- Short problem
Give back, unchanged, each line from the one containing "Please mark every instance of the red" through the last line of the entries below.

- Entries supplied
## Start
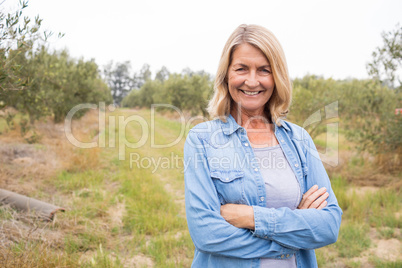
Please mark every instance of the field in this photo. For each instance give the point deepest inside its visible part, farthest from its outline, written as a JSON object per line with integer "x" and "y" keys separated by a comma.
{"x": 130, "y": 213}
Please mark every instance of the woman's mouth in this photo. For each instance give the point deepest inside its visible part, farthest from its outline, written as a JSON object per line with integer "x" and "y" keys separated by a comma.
{"x": 250, "y": 93}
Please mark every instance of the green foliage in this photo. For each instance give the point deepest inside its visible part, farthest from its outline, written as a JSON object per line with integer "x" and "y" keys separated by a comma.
{"x": 119, "y": 79}
{"x": 387, "y": 60}
{"x": 188, "y": 92}
{"x": 365, "y": 109}
{"x": 38, "y": 82}
{"x": 368, "y": 112}
{"x": 311, "y": 95}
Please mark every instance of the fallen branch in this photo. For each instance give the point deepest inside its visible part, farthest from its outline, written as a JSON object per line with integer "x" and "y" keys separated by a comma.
{"x": 24, "y": 203}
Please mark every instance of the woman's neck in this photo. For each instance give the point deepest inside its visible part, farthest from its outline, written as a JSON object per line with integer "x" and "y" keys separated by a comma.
{"x": 250, "y": 119}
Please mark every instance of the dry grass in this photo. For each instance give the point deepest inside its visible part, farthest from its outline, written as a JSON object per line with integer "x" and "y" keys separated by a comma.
{"x": 27, "y": 169}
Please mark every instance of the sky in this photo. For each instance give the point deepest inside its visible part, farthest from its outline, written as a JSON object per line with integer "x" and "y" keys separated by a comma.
{"x": 329, "y": 38}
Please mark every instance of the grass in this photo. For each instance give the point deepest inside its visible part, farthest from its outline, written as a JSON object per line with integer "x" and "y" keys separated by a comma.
{"x": 352, "y": 240}
{"x": 119, "y": 214}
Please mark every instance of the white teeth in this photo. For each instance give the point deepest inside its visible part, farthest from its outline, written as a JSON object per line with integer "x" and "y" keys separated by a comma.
{"x": 250, "y": 93}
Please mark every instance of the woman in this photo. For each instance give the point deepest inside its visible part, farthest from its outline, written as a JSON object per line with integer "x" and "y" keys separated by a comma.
{"x": 257, "y": 194}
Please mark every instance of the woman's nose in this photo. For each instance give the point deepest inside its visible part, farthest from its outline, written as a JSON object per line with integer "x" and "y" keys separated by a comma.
{"x": 252, "y": 81}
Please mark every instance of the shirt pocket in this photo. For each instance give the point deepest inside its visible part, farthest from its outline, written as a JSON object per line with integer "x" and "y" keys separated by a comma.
{"x": 229, "y": 185}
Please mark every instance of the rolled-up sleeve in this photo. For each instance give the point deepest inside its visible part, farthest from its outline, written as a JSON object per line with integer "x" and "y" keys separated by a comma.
{"x": 302, "y": 228}
{"x": 208, "y": 229}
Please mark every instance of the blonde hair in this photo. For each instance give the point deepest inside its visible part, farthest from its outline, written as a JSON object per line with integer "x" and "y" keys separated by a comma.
{"x": 277, "y": 107}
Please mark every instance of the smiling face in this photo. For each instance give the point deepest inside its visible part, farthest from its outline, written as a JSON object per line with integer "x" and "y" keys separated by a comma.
{"x": 250, "y": 79}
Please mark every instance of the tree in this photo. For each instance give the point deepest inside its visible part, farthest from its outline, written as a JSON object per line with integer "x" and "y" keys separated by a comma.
{"x": 119, "y": 80}
{"x": 387, "y": 60}
{"x": 162, "y": 74}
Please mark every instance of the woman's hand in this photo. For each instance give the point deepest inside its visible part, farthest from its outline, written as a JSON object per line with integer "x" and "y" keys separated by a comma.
{"x": 240, "y": 216}
{"x": 314, "y": 198}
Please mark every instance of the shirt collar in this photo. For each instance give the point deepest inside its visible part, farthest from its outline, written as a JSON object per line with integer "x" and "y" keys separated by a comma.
{"x": 230, "y": 126}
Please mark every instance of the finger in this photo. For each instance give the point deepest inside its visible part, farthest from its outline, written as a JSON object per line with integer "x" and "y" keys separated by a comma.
{"x": 314, "y": 196}
{"x": 307, "y": 194}
{"x": 323, "y": 205}
{"x": 319, "y": 201}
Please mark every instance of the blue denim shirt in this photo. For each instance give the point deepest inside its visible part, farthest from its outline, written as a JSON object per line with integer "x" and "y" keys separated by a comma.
{"x": 220, "y": 168}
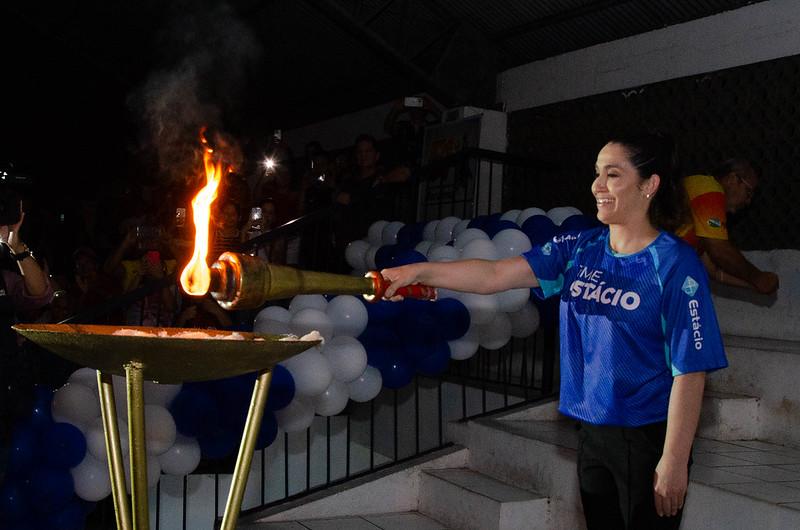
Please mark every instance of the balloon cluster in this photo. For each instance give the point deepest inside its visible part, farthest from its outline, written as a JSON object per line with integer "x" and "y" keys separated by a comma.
{"x": 58, "y": 465}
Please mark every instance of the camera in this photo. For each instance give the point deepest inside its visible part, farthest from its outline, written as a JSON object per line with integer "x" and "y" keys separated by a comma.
{"x": 413, "y": 101}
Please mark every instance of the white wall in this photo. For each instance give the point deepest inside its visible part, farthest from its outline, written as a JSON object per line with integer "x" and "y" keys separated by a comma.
{"x": 751, "y": 34}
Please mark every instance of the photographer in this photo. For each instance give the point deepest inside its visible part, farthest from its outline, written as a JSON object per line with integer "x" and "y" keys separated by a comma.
{"x": 24, "y": 288}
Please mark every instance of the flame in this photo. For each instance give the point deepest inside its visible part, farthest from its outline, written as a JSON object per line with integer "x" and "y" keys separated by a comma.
{"x": 196, "y": 277}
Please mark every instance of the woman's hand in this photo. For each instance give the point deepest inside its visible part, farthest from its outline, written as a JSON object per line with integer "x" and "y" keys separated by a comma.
{"x": 670, "y": 482}
{"x": 399, "y": 277}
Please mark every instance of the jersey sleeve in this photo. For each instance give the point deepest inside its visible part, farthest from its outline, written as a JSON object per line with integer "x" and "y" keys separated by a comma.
{"x": 693, "y": 337}
{"x": 549, "y": 262}
{"x": 707, "y": 202}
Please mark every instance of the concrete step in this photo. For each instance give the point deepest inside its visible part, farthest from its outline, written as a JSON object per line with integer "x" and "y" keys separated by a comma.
{"x": 466, "y": 499}
{"x": 728, "y": 416}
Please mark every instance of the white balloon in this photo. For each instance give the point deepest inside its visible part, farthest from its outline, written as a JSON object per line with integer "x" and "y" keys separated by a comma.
{"x": 86, "y": 377}
{"x": 296, "y": 416}
{"x": 375, "y": 232}
{"x": 348, "y": 315}
{"x": 527, "y": 213}
{"x": 429, "y": 231}
{"x": 311, "y": 372}
{"x": 423, "y": 247}
{"x": 333, "y": 400}
{"x": 444, "y": 230}
{"x": 153, "y": 472}
{"x": 369, "y": 259}
{"x": 160, "y": 393}
{"x": 480, "y": 249}
{"x": 307, "y": 301}
{"x": 466, "y": 346}
{"x": 482, "y": 307}
{"x": 355, "y": 253}
{"x": 389, "y": 232}
{"x": 159, "y": 429}
{"x": 182, "y": 458}
{"x": 511, "y": 215}
{"x": 272, "y": 320}
{"x": 511, "y": 243}
{"x": 76, "y": 404}
{"x": 513, "y": 299}
{"x": 91, "y": 479}
{"x": 444, "y": 253}
{"x": 525, "y": 321}
{"x": 347, "y": 358}
{"x": 308, "y": 320}
{"x": 96, "y": 440}
{"x": 366, "y": 386}
{"x": 559, "y": 214}
{"x": 467, "y": 236}
{"x": 460, "y": 227}
{"x": 495, "y": 334}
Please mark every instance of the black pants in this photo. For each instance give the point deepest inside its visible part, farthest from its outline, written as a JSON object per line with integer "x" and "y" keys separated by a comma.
{"x": 616, "y": 466}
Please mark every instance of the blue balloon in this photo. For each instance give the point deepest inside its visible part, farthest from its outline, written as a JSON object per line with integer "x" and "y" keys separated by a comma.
{"x": 50, "y": 489}
{"x": 436, "y": 361}
{"x": 63, "y": 445}
{"x": 382, "y": 312}
{"x": 21, "y": 450}
{"x": 40, "y": 413}
{"x": 13, "y": 502}
{"x": 194, "y": 410}
{"x": 71, "y": 517}
{"x": 410, "y": 234}
{"x": 452, "y": 317}
{"x": 408, "y": 257}
{"x": 539, "y": 229}
{"x": 396, "y": 373}
{"x": 281, "y": 389}
{"x": 268, "y": 431}
{"x": 386, "y": 255}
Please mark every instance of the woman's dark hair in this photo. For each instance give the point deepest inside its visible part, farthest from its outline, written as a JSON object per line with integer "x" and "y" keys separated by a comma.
{"x": 655, "y": 154}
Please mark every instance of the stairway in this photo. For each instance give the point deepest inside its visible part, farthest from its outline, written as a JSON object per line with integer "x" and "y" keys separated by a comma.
{"x": 518, "y": 470}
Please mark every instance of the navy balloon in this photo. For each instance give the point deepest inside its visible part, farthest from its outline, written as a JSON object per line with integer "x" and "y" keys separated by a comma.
{"x": 50, "y": 489}
{"x": 21, "y": 450}
{"x": 539, "y": 229}
{"x": 13, "y": 502}
{"x": 63, "y": 445}
{"x": 194, "y": 410}
{"x": 436, "y": 360}
{"x": 452, "y": 317}
{"x": 268, "y": 431}
{"x": 40, "y": 413}
{"x": 397, "y": 373}
{"x": 281, "y": 389}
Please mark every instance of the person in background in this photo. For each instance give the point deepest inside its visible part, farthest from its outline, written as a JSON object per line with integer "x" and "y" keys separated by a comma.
{"x": 711, "y": 197}
{"x": 633, "y": 358}
{"x": 24, "y": 289}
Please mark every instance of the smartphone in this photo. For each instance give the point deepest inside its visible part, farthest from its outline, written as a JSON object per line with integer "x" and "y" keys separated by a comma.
{"x": 180, "y": 217}
{"x": 153, "y": 257}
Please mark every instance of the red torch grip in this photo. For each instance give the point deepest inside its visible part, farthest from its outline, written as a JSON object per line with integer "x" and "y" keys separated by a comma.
{"x": 379, "y": 284}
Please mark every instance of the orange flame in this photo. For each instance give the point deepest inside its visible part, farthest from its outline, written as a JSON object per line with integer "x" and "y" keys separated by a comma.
{"x": 196, "y": 277}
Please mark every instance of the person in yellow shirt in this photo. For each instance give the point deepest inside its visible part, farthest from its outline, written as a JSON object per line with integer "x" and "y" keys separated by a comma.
## End
- Exercise solution
Please mark every instance of the red torch grip in this photo. For each instance give the point deepest inside its visible part, farthest from its outline, written as a JSON object per line with integer "x" and "y" keys separated by a comma.
{"x": 379, "y": 284}
Please mark every instance of the orange flame in this photo. For each instance give the point deepest inside its visible part, farthest from its outline, written as a JSON object per line with integer "x" and "y" keys separated by a comma.
{"x": 196, "y": 277}
Please mark every instance of the person in yellow shirt in this photo. For each instance give the point deepest inside its visible part, farthest from its outline, written as a JSON object per line with integer "x" and "y" keys separated by a comma.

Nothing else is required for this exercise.